--- STUDY QUESTIONS ---
**A)** Check statements (i) to (iii) against the text on visiting a spa on a budget. For each one, say yes or no and quote the words that decide it. (i) Frankel says spas will often give reasonable discounts to a group. (ii) Hoffman advises people who want to rest to book a resort that emphasizes activities. (iii) Hoffman publishes a print wellness magazine.
**B)** Continue the text on visiting a spa on a budget from its last sentence, adding a new short section of tips in the same style.

--- SUPPLIED TEXT ---
----
For those without the luxury of an unlimited budget, have no fear – you can still slip away to the spa on a budget. Here’s how:
Different people like different spa services and asking a range of people can help you choose a package that is right for you.
“Ask your colleagues, neighbors and people you know at gym. Ask on Facebook and Twitter. There’s nothing better than first-hand experience,” Lombardi says.
Once you have a sense of what services you would like to divulge in, starting creating a budget.
“Do your homework on the general pricing for a service and compare it to the rate you will be paying at ‘x’ spa. Also do the research on the product lines they are using,” says Shanon Hoffman, publisher of Healing Lifestyles and Spas, an online wellness magazine. “Are they higher-end? If so, that could be one reason why the treatment is higher priced.”
If you find a spa that appeals to you, be sure to sign up for any newsletters, Twitter feeds or e-mail blasts to score discounts.
And keep in mind, the more the merrier. “These properties want to work with the consumer,” says Frankel. “If you can put together a group, many times spas will extend reasonable discounts.”
Know What You Want
Environment is a key factor when deciding on a spa, and it’s important you know the overall feel the destination before booking it.
“If you want to rest, don't book a resort that emphasizes activities. If you want to get moving, don't book a lazy beach vacation. As for the spa, be on the lookout for the quality of products used,” says Hoffman.
Don’t Pay for the Name
Experts say prices can be unfairly inflated by the location or name of the spa, even when the product lines and quality of services they offer are the same as a spa of lesser-known status.
“For instance, you will pay a higher rate for a signature massage at Mandarin Oriental versus your local day spa or two-star spa resort, regardless if they are both carrying an [expensive] signature line,” Hoffman says.
----
--- GIVEN RECORDS ---
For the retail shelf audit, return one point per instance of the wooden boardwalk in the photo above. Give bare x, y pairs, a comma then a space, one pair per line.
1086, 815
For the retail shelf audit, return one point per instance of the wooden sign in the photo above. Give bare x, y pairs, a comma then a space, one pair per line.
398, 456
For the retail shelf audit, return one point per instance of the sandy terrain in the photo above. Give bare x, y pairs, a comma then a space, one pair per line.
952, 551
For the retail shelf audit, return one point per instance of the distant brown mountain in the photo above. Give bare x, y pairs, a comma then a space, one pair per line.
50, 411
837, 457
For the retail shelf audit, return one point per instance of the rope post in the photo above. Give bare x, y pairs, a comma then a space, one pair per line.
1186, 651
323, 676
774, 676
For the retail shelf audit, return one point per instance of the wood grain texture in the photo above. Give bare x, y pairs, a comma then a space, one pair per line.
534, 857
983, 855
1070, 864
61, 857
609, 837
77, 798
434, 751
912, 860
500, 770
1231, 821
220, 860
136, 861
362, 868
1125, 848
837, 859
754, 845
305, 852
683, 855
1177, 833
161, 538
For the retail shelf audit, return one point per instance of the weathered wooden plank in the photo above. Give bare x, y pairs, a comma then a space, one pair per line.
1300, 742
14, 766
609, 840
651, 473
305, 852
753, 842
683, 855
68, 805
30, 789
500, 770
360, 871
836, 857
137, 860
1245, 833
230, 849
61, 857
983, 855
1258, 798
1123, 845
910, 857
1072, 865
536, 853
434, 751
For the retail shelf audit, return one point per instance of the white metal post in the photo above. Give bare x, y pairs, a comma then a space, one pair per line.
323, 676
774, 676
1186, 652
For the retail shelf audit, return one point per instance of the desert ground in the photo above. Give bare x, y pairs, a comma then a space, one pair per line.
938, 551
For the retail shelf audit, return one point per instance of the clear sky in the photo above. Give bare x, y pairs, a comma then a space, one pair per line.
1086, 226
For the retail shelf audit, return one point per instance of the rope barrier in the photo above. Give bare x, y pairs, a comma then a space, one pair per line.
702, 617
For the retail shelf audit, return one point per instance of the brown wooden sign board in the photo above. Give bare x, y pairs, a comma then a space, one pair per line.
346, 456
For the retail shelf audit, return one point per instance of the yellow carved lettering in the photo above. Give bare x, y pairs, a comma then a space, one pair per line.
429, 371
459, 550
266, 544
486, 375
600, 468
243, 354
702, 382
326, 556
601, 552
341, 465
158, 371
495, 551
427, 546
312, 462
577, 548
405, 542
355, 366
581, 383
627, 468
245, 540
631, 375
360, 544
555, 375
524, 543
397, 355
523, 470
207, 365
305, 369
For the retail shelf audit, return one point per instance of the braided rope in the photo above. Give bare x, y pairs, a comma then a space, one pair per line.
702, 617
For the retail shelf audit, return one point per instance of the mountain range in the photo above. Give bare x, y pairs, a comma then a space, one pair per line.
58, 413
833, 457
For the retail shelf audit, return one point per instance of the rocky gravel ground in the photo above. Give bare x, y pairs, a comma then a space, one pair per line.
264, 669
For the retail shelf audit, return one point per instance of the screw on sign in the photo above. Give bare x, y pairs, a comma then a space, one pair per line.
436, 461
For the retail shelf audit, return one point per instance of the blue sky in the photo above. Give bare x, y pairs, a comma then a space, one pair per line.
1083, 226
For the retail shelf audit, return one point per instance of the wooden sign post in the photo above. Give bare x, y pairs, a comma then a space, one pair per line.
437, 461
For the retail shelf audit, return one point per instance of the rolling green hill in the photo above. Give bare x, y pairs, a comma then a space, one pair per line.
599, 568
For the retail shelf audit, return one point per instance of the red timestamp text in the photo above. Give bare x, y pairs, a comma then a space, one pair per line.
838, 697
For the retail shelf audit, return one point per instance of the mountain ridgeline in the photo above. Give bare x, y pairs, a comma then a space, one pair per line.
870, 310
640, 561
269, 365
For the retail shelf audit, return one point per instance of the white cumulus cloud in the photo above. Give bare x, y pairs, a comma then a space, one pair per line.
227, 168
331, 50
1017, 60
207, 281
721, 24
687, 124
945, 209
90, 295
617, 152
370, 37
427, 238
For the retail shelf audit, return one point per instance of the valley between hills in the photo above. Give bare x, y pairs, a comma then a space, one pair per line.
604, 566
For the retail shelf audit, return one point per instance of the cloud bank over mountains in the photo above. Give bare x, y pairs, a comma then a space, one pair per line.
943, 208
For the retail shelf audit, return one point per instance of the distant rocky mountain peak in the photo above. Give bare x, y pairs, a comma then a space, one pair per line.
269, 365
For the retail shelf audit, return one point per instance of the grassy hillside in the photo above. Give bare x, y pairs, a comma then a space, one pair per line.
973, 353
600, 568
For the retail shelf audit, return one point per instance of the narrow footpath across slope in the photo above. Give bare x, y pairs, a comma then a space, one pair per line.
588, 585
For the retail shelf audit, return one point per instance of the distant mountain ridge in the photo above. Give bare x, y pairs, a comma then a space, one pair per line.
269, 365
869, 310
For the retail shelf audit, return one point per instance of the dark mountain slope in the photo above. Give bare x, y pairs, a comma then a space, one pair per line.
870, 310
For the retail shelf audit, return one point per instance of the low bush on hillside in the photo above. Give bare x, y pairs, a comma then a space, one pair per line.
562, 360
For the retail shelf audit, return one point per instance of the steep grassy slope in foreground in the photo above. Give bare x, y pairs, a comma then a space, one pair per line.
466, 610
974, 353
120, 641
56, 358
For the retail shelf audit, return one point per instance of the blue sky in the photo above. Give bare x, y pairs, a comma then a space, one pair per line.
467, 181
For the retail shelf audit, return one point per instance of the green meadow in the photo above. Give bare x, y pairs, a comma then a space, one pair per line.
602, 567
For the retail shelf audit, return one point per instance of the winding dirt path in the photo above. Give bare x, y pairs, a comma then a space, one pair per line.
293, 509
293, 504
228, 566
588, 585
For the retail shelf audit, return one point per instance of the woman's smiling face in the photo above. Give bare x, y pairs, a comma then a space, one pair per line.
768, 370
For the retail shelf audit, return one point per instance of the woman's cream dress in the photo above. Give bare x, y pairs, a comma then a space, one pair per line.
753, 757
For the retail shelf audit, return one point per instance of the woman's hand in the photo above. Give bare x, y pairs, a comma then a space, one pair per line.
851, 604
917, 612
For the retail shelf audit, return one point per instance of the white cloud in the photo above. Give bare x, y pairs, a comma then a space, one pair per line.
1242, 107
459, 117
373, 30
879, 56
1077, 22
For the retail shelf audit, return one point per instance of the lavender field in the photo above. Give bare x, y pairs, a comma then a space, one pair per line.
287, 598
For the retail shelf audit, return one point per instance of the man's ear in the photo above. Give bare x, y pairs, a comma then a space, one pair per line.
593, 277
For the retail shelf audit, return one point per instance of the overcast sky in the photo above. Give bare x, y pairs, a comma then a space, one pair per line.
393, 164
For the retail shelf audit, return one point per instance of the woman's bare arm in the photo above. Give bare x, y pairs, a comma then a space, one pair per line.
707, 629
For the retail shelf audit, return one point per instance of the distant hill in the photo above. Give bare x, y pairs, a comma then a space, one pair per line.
----
--- RESPONSES TO THE EXERCISE ---
**A)**
(i) Yes: "If you can put together a group, many times spas will extend reasonable discounts."
(ii) No: "If you want to rest, don't book a resort that emphasizes activities."
(iii) No: "publisher of Healing Lifestyles and Spas, an online wellness magazine"

**B)**
By staying in an outlying town, or in a different hotel than the one with the luxury spa, you can save big bucks, Lombardi says.
Before signing up for any services, be sure to check the spa’s reviews and ratings.
Don’t Shy Away From Packages
Package deals offer the best opportunity to get spa discounts, experts say.
“Part of the way you know it holds value is because they include a lot more than when you’re booking a hotel stay. When you look at spas, often those rates will include all of your meals, fitness activities and quite a wide range of classes. It may include your treatments. Compare apples to apples,” Frankel advises.
Don’t Stick to 60 Minutes
If massages are your favorite indulgence, try to book 75 to 90 minutes versus 60.
“It is impossible to get to the whole body in 60 minutes. Always book a massage over a body treatment. The effects last longer,” Hoffman says.
And don’t get so comfortable that you lose track of time.
“If they stop a few minutes early, let them know you are due those minutes or if that makes you feel uncomfortable, ask them if they can spend a few more minutes on a particular problem spot,” she adds.